■ **Given problem**: Could you edit the records below so that each "Place one point per instance" becomes "Mark a single point for each instance", with nothing else altered and the pictures left out?

——

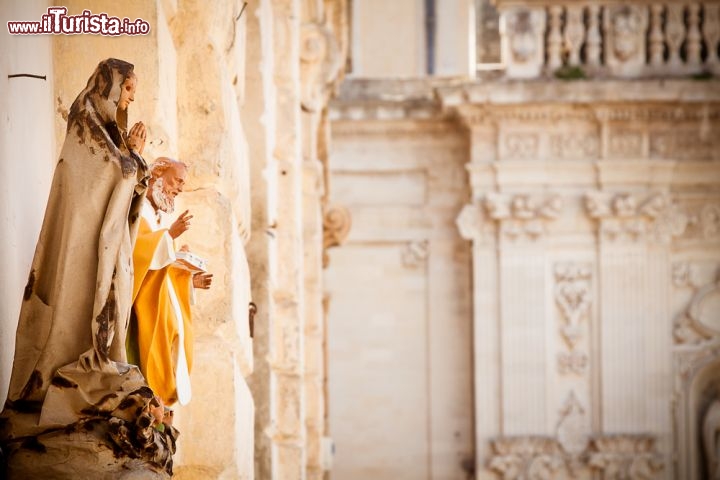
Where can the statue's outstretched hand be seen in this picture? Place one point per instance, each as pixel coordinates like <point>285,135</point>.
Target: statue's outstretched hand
<point>181,225</point>
<point>202,280</point>
<point>136,137</point>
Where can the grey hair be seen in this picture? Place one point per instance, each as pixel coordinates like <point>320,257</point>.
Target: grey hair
<point>158,168</point>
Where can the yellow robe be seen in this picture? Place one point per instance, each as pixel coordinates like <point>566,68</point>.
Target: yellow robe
<point>158,336</point>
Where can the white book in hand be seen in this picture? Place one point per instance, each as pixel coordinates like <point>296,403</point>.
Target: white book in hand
<point>190,261</point>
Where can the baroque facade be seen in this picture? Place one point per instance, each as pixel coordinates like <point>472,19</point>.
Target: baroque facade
<point>238,91</point>
<point>586,345</point>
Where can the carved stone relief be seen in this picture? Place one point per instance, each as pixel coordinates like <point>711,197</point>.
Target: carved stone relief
<point>685,144</point>
<point>573,298</point>
<point>573,363</point>
<point>526,458</point>
<point>614,457</point>
<point>336,227</point>
<point>700,322</point>
<point>520,146</point>
<point>631,457</point>
<point>571,428</point>
<point>629,217</point>
<point>625,27</point>
<point>624,143</point>
<point>522,216</point>
<point>575,145</point>
<point>523,40</point>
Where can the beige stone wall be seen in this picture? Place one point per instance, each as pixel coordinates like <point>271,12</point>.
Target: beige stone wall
<point>388,38</point>
<point>399,328</point>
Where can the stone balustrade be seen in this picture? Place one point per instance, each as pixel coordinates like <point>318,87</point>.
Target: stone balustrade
<point>609,38</point>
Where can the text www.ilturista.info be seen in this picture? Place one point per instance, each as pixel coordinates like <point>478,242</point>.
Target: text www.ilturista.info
<point>57,21</point>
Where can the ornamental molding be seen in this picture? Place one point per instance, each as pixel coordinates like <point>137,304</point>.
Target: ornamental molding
<point>573,298</point>
<point>613,456</point>
<point>699,323</point>
<point>472,114</point>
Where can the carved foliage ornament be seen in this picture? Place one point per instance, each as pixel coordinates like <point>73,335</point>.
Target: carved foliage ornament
<point>632,457</point>
<point>526,458</point>
<point>522,215</point>
<point>700,322</point>
<point>573,298</point>
<point>626,216</point>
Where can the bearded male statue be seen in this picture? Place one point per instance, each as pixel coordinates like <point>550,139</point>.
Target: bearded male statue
<point>160,339</point>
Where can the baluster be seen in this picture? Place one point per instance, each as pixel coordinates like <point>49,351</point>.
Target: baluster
<point>656,35</point>
<point>693,38</point>
<point>574,33</point>
<point>711,31</point>
<point>674,33</point>
<point>555,38</point>
<point>593,40</point>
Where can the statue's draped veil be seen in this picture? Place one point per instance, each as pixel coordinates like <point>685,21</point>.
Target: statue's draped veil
<point>77,302</point>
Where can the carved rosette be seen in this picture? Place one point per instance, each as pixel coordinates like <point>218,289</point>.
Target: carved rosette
<point>336,227</point>
<point>627,217</point>
<point>526,458</point>
<point>625,456</point>
<point>522,217</point>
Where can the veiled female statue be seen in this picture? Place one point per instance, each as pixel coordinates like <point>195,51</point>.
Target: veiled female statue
<point>77,301</point>
<point>70,368</point>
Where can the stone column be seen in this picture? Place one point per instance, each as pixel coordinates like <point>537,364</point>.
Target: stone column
<point>258,115</point>
<point>210,61</point>
<point>321,61</point>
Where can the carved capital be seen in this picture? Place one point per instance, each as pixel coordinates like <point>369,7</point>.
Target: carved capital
<point>632,457</point>
<point>631,217</point>
<point>336,227</point>
<point>699,324</point>
<point>320,65</point>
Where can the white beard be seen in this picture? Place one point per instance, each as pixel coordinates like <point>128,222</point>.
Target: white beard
<point>162,201</point>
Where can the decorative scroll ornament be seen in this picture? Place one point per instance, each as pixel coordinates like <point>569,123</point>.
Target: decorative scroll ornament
<point>700,322</point>
<point>336,227</point>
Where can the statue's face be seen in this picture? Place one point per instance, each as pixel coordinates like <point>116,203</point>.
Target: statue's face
<point>174,180</point>
<point>165,188</point>
<point>127,92</point>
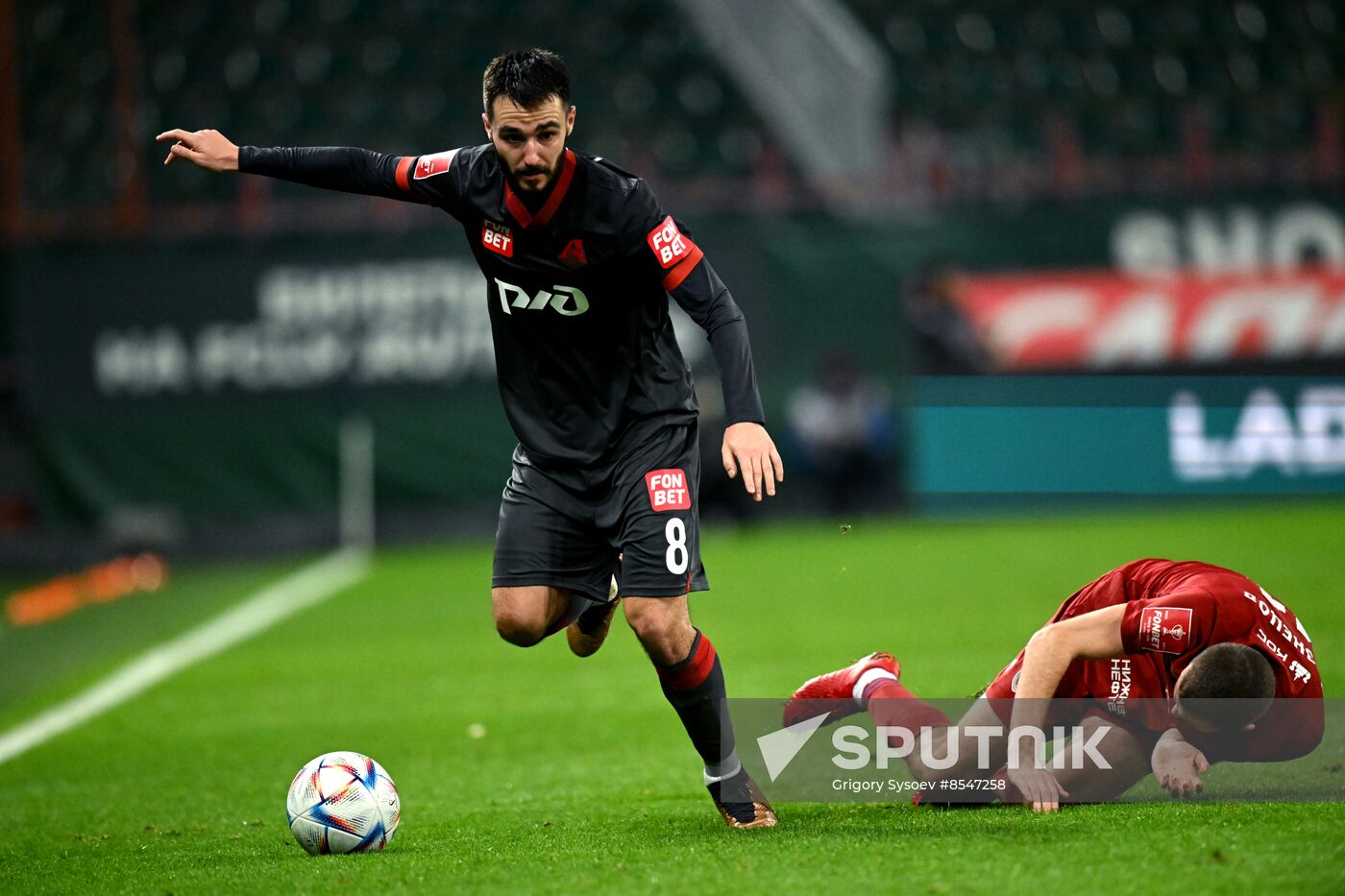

——

■ **Answer to this task**:
Where can the statue's outstretched hand be seen in this picture? Mark a single point for each instance, each as pixel coordinates like <point>285,135</point>.
Target: statue's outstretched hand
<point>181,225</point>
<point>202,280</point>
<point>136,137</point>
Where can the grey hair be seen in this picture? Mark a single point for each instance, each as pixel coordinates like <point>320,257</point>.
Target: grey hair
<point>158,168</point>
Where can the yellow robe be seen in this picture? Mark a single point for each instance, each as pixel coordinates like <point>566,68</point>.
Target: yellow robe
<point>158,336</point>
Where can the white book in hand be seen in this picture? Mark a single point for each instance, each as pixel coordinates like <point>296,403</point>.
Target: white book in hand
<point>190,261</point>
Where can the baroque facade be seen in this picture? Mark a single point for each instance, each as pixel coordinates like <point>472,19</point>.
Target: baroque facade
<point>238,91</point>
<point>586,345</point>
Where can the carved stone relief be seen in this picture? Mark a single point for each instance, each as pixel coordinates like <point>711,197</point>.
Target: carved stone relief
<point>685,144</point>
<point>573,298</point>
<point>573,363</point>
<point>526,458</point>
<point>614,457</point>
<point>336,227</point>
<point>700,322</point>
<point>520,146</point>
<point>631,457</point>
<point>571,428</point>
<point>629,217</point>
<point>625,27</point>
<point>624,143</point>
<point>522,216</point>
<point>575,145</point>
<point>523,40</point>
Where can the beige stone wall be seen in this picture? Mark a single point for each instance, each as pixel coordinates like <point>271,12</point>.
Target: beige stone wall
<point>388,38</point>
<point>399,328</point>
Where can the stone balustrade be seen in this picture? Mark a single point for each instance, each as pixel coordinates like <point>318,87</point>.
Target: stone balustrade
<point>609,38</point>
Where can the text www.ilturista.info be seen in this picture? Mark a single point for each instance, each as pixel coordinates like <point>478,242</point>.
Target: text www.ilturista.info
<point>57,21</point>
Where can the ornamental molding be seen in this picture? Mark a single point for each instance, each as pixel coordinates like <point>137,304</point>.
Target: ornamental molding
<point>573,298</point>
<point>613,456</point>
<point>699,323</point>
<point>472,114</point>
Where can the carved foliage ornament be seen in this picture? Mark a single point for each instance, each as pixel coordinates like <point>73,335</point>.
Target: carved foliage ornament
<point>632,457</point>
<point>526,458</point>
<point>522,215</point>
<point>700,322</point>
<point>573,298</point>
<point>626,216</point>
Where can the bearded male statue be seen in this picture? Mark a single point for each instance, each as pixel coordinates like <point>550,139</point>.
Target: bearded male statue
<point>160,339</point>
Where can the baluster be seen in this picture? Mark a single point for each instance, each as pixel coordinates like <point>49,351</point>.
Target: baluster
<point>656,35</point>
<point>693,38</point>
<point>574,33</point>
<point>711,31</point>
<point>674,33</point>
<point>555,38</point>
<point>593,40</point>
Where can the statue's draped veil be seen in this picture? Mark a single point for each instance, each as pixel coordinates like <point>685,21</point>.
Target: statue's draped veil
<point>77,302</point>
Where can the carved rosette be seen in this picture? Mark a single point for each instance, each as pixel coordinates like <point>218,289</point>.
Target: carved rosette
<point>336,227</point>
<point>627,217</point>
<point>526,458</point>
<point>625,456</point>
<point>522,217</point>
Where can the veiled female statue be seen in this picture? Mark a single point for each instance, each as pixel coordinates like <point>195,51</point>.
Target: veiled female statue
<point>77,301</point>
<point>70,368</point>
Where can the stone column be seen in this picture? Mark a single point for each instance, each as pixel coordinates like <point>537,364</point>.
Target: stone column
<point>258,115</point>
<point>210,61</point>
<point>321,61</point>
Where can the carved capital be seen in this picture? Mark a single point for each instance, each as pixel coordinates like <point>369,7</point>.
Target: carved capital
<point>632,457</point>
<point>631,217</point>
<point>336,227</point>
<point>699,324</point>
<point>320,65</point>
Where can the white beard be seen in this picture? Mark a single point for each instance, each as pixel coordinates like <point>128,222</point>.
Target: white beard
<point>162,201</point>
Where can the decorative scroll ornament be seen in this picture? Mark a single point for each instance, each as pixel coordinates like <point>569,123</point>.
Target: decorative scroll ornament
<point>700,322</point>
<point>336,227</point>
Where can the statue's face be seen in this picture? Mark a single point for each instance, each as pixel coordinates like <point>116,203</point>.
Target: statue's face
<point>174,180</point>
<point>165,188</point>
<point>127,92</point>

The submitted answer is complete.